▶ _Task instructions_
Extract every line of the entries below word for word, omitting the pictures.

━━ Material ━━

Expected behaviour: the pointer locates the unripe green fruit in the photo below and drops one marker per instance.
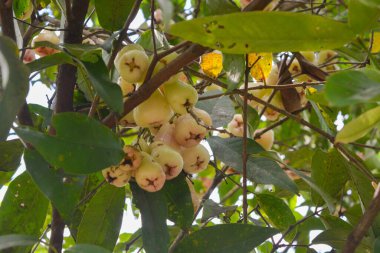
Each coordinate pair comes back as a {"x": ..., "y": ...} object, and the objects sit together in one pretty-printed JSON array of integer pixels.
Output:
[
  {"x": 195, "y": 159},
  {"x": 153, "y": 112},
  {"x": 116, "y": 176},
  {"x": 236, "y": 125},
  {"x": 180, "y": 96},
  {"x": 132, "y": 66},
  {"x": 132, "y": 159},
  {"x": 170, "y": 160},
  {"x": 188, "y": 133},
  {"x": 266, "y": 139},
  {"x": 150, "y": 175}
]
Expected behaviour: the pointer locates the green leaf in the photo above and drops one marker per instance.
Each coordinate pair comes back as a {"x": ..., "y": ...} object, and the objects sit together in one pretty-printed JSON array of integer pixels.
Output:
[
  {"x": 259, "y": 170},
  {"x": 154, "y": 212},
  {"x": 167, "y": 11},
  {"x": 21, "y": 7},
  {"x": 10, "y": 155},
  {"x": 361, "y": 17},
  {"x": 329, "y": 172},
  {"x": 62, "y": 189},
  {"x": 49, "y": 60},
  {"x": 23, "y": 210},
  {"x": 278, "y": 212},
  {"x": 106, "y": 89},
  {"x": 14, "y": 85},
  {"x": 86, "y": 248},
  {"x": 233, "y": 65},
  {"x": 113, "y": 13},
  {"x": 180, "y": 207},
  {"x": 102, "y": 218},
  {"x": 10, "y": 241},
  {"x": 82, "y": 144},
  {"x": 212, "y": 209},
  {"x": 218, "y": 7},
  {"x": 337, "y": 238},
  {"x": 240, "y": 33},
  {"x": 225, "y": 238},
  {"x": 372, "y": 3},
  {"x": 353, "y": 86},
  {"x": 359, "y": 127},
  {"x": 220, "y": 109}
]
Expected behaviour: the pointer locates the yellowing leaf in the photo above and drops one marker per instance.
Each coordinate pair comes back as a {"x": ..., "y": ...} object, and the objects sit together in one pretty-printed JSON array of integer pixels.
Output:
[
  {"x": 261, "y": 65},
  {"x": 212, "y": 64},
  {"x": 359, "y": 127},
  {"x": 376, "y": 43}
]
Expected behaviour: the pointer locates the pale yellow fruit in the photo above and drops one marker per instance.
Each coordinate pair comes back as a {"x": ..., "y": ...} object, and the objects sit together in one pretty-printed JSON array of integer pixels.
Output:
[
  {"x": 266, "y": 140},
  {"x": 188, "y": 132},
  {"x": 276, "y": 101},
  {"x": 150, "y": 176},
  {"x": 236, "y": 125},
  {"x": 116, "y": 176},
  {"x": 295, "y": 67},
  {"x": 163, "y": 62},
  {"x": 126, "y": 87},
  {"x": 153, "y": 112},
  {"x": 325, "y": 56},
  {"x": 45, "y": 36},
  {"x": 272, "y": 78},
  {"x": 133, "y": 65},
  {"x": 181, "y": 96},
  {"x": 132, "y": 159},
  {"x": 195, "y": 159},
  {"x": 170, "y": 160},
  {"x": 309, "y": 55}
]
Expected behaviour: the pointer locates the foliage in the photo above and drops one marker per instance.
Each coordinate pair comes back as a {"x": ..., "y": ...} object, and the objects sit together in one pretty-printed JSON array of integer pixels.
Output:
[{"x": 302, "y": 78}]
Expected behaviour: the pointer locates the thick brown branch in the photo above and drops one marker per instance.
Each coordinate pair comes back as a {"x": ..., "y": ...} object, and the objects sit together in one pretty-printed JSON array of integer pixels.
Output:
[{"x": 66, "y": 80}]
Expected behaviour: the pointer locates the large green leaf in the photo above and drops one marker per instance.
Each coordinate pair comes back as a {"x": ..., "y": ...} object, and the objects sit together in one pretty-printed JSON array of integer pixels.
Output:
[
  {"x": 362, "y": 17},
  {"x": 260, "y": 170},
  {"x": 23, "y": 210},
  {"x": 106, "y": 89},
  {"x": 62, "y": 189},
  {"x": 337, "y": 238},
  {"x": 82, "y": 144},
  {"x": 218, "y": 7},
  {"x": 86, "y": 248},
  {"x": 220, "y": 109},
  {"x": 154, "y": 212},
  {"x": 239, "y": 33},
  {"x": 49, "y": 60},
  {"x": 10, "y": 155},
  {"x": 359, "y": 127},
  {"x": 14, "y": 240},
  {"x": 225, "y": 238},
  {"x": 14, "y": 85},
  {"x": 278, "y": 213},
  {"x": 113, "y": 13},
  {"x": 329, "y": 172},
  {"x": 102, "y": 219},
  {"x": 353, "y": 86},
  {"x": 180, "y": 207}
]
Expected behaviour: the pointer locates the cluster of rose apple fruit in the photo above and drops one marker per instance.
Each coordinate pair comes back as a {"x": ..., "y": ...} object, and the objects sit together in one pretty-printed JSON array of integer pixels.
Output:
[{"x": 176, "y": 126}]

━━━

▶ _Solution below_
Expected behaviour: the pointer locates the unripe green fruit in the photo below and drops one marker per instance.
Each coordinate pair comes back as a {"x": ..., "y": ...} object, and the objects sit together in one pretty-printed JSON array of integer pixels.
Output:
[
  {"x": 195, "y": 159},
  {"x": 153, "y": 112},
  {"x": 116, "y": 176},
  {"x": 236, "y": 125},
  {"x": 180, "y": 96},
  {"x": 132, "y": 66},
  {"x": 132, "y": 159},
  {"x": 170, "y": 160},
  {"x": 188, "y": 133},
  {"x": 266, "y": 139},
  {"x": 150, "y": 175}
]
Expected behaviour: the pointer locates the green leaf in the photo above and drops one marker per instance.
Each coordinate pair comes back as a {"x": ..., "y": ...} object, and the objects sit together in one pretty-printed JSON array of integer pixels.
Output:
[
  {"x": 259, "y": 170},
  {"x": 154, "y": 212},
  {"x": 167, "y": 11},
  {"x": 21, "y": 7},
  {"x": 10, "y": 155},
  {"x": 361, "y": 17},
  {"x": 329, "y": 172},
  {"x": 62, "y": 189},
  {"x": 49, "y": 60},
  {"x": 23, "y": 210},
  {"x": 278, "y": 212},
  {"x": 106, "y": 89},
  {"x": 14, "y": 85},
  {"x": 86, "y": 248},
  {"x": 233, "y": 65},
  {"x": 113, "y": 13},
  {"x": 180, "y": 207},
  {"x": 102, "y": 218},
  {"x": 10, "y": 241},
  {"x": 82, "y": 144},
  {"x": 212, "y": 209},
  {"x": 218, "y": 7},
  {"x": 337, "y": 238},
  {"x": 240, "y": 33},
  {"x": 225, "y": 238},
  {"x": 372, "y": 3},
  {"x": 353, "y": 86},
  {"x": 359, "y": 127},
  {"x": 220, "y": 109}
]
Expected behaviour: the pointer locates the yellowing leaf in the photo above and drops one marker per instance.
Each coordinate pair comes back as a {"x": ..., "y": ...} object, and the objects sit together in one pretty-printed JSON array of integer pixels.
Output:
[
  {"x": 261, "y": 65},
  {"x": 212, "y": 64},
  {"x": 359, "y": 127},
  {"x": 376, "y": 43}
]
Expected behaviour: the pointer locates the pale yellow fruit in the photo above and drops one marker per instance.
Each coordinate pair comes back as a {"x": ..., "y": ...} object, and the objects sit together in one pretty-printed JSON array of integer pixels.
Output:
[
  {"x": 266, "y": 140},
  {"x": 188, "y": 132},
  {"x": 276, "y": 101},
  {"x": 150, "y": 176},
  {"x": 236, "y": 125},
  {"x": 116, "y": 176},
  {"x": 295, "y": 67},
  {"x": 163, "y": 62},
  {"x": 126, "y": 87},
  {"x": 153, "y": 112},
  {"x": 325, "y": 56},
  {"x": 45, "y": 36},
  {"x": 272, "y": 78},
  {"x": 133, "y": 65},
  {"x": 181, "y": 96},
  {"x": 132, "y": 159},
  {"x": 195, "y": 159},
  {"x": 170, "y": 160},
  {"x": 309, "y": 55}
]
Expected behaviour: the pointer locates the foliage in the photo above and drops one marker per instance.
Each coordinate pair comes back as a {"x": ..., "y": ...} object, and the objects sit together in one pretty-printed JSON array of integer pixels.
Output:
[{"x": 302, "y": 78}]
Expected behaviour: the pointer locates the thick brown branch in the photo above and drops one marker per instance.
Each coordinate pair comes back as a {"x": ..., "y": ...} object, and the objects sit together in one pretty-printed JSON array of integer pixels.
Output:
[{"x": 66, "y": 80}]
Expected behaviour: the pointer locates the large green leaf in the photo above and drops one marker per instance.
Each coordinate pair comes back as a {"x": ..., "y": ...} object, and the objects sit together in one pretty-printed JSON array of integer pixels.
Output:
[
  {"x": 362, "y": 17},
  {"x": 260, "y": 170},
  {"x": 23, "y": 210},
  {"x": 106, "y": 89},
  {"x": 62, "y": 189},
  {"x": 337, "y": 238},
  {"x": 82, "y": 144},
  {"x": 218, "y": 7},
  {"x": 86, "y": 248},
  {"x": 220, "y": 109},
  {"x": 154, "y": 212},
  {"x": 239, "y": 33},
  {"x": 49, "y": 60},
  {"x": 10, "y": 155},
  {"x": 359, "y": 127},
  {"x": 14, "y": 240},
  {"x": 225, "y": 238},
  {"x": 14, "y": 85},
  {"x": 278, "y": 213},
  {"x": 113, "y": 13},
  {"x": 329, "y": 172},
  {"x": 102, "y": 219},
  {"x": 353, "y": 86},
  {"x": 180, "y": 207}
]
Expected behaviour: the pointer locates the cluster of rose apple fruit in the photo above and drops one marker per instance.
Each coordinate pair comes back as a {"x": ..., "y": ...} object, and the objects sit together in one pretty-printed JSON array of integer pixels.
Output:
[{"x": 176, "y": 126}]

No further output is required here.